IL VERO FALLIMENTO

venerdì 26 maggio 2006

Abbiamo ricevuto dal signor M.F.S. la lettera che appresso integralmente pubblichiamo.

 

""""Scusate, vorrei dire anch’io la mia.

 

Nel corso degli anni mi è successo più di una volta di dovermi confrontare con le asperità di una vita professionale ricca di stimoli e soddisfazioni ma anche non priva di difficoltà e sacrifici di vario genere. In questi casi, tutte le volte che mi sono trovato in affanno mi sono stati di conforto due ricordi della mia gioventù.

 

Il primo mi riportava ai giorni del concorso per l’ammissione in Accademia quando una sera, ritrovandomi in viale XXI Aprile, davanti all’attuale sede del Comando Generale, vicino a uno dei pilastrini d’angolo che delimitavano (e chiudono ancora) il prato davanti alla caserma, elencai a me stesso le buone cose che, a mo’ di voto, sarei stato disposto a fare se fossi riuscito a superare il concorso. E giurai a me stesso di non dimenticarmi mai di quelle promesse e degli ardori, nobili e infantili, di quel momento.

 

Il secondo ricordo, invece, mi riportava a una delle tante raccomandazioni ricevute durante il corso da uno dei nostri comandanti dell’Accademia. Ed era una esortazione, una sorta di viatico che veniva affidato a noi, giovani allievi desiderosi di entrare nel mondo, da un ufficiale con il quale non ho più avuto occasioni di incontri. Era l’invito a mantenere sempre un comportamento responsabile e dignitoso nella nostra futura vita di comandanti di reparto e a non dimenticare mai che per mantenere viva la libertà e l’indipendenza di ufficiali e di uomini sarebbe stato preferibile rifiutare con garbo una cortesia piuttosto che pensare di non doverla ricambiare (perché nulla ci era dovuto). Sicché, ad esempio, se avessimo dovuto accettare un invito in un bel ristorante sarebbe stato doveroso contraccambiarlo, se possibile, in un ristorante ancora più bello, anche a costo di cenare, le sere successive, con un cappuccino.

--- --- ---

* ESERCIZI PROPOSTI
[A] Ricopi fedelmente dalla lettera il passo che inizia con le parole "venerdì 26 maggio" e si conclude dopo le parole "della mia gioventù.".
[B] Risponda brevemente alle seguenti domande sulla lettera.
(i) Quale data compare sotto il titolo?
(ii) In quale viale si trovava chi scrive la sera in cui elencò le proprie promesse?
(iii) Con che cosa, secondo l'esempio del comandante, si sarebbe potuto cenare le sere successive a un invito ricambiato?

* VOCI DEL DATASET
--- --- ---

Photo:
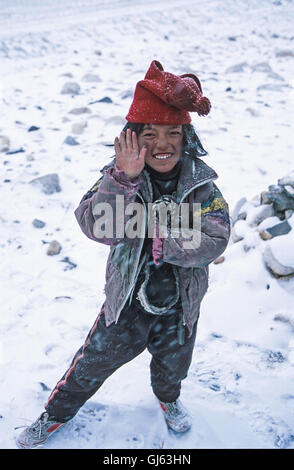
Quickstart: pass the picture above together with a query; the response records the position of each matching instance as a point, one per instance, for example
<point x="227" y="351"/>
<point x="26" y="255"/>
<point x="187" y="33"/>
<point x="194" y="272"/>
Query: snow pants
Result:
<point x="108" y="348"/>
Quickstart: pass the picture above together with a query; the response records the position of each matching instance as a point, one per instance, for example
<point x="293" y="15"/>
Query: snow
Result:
<point x="240" y="386"/>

--- --- ---

* LE RISPOSTE
[A]
venerdì 26 maggio 2006

Abbiamo ricevuto dal signor M.F.S. la lettera che appresso integralmente pubblichiamo.

 

""""Scusate, vorrei dire anch’io la mia.

 

Nel corso degli anni mi è successo più di una volta di dovermi confrontare con le asperità di una vita professionale ricca di stimoli e soddisfazioni ma anche non priva di difficoltà e sacrifici di vario genere. In questi casi, tutte le volte che mi sono trovato in affanno mi sono stati di conforto due ricordi della mia gioventù.

[B]
(i) Venerdì 26 maggio 2006.
(ii) In viale XXI Aprile.
(iii) Con un cappuccino.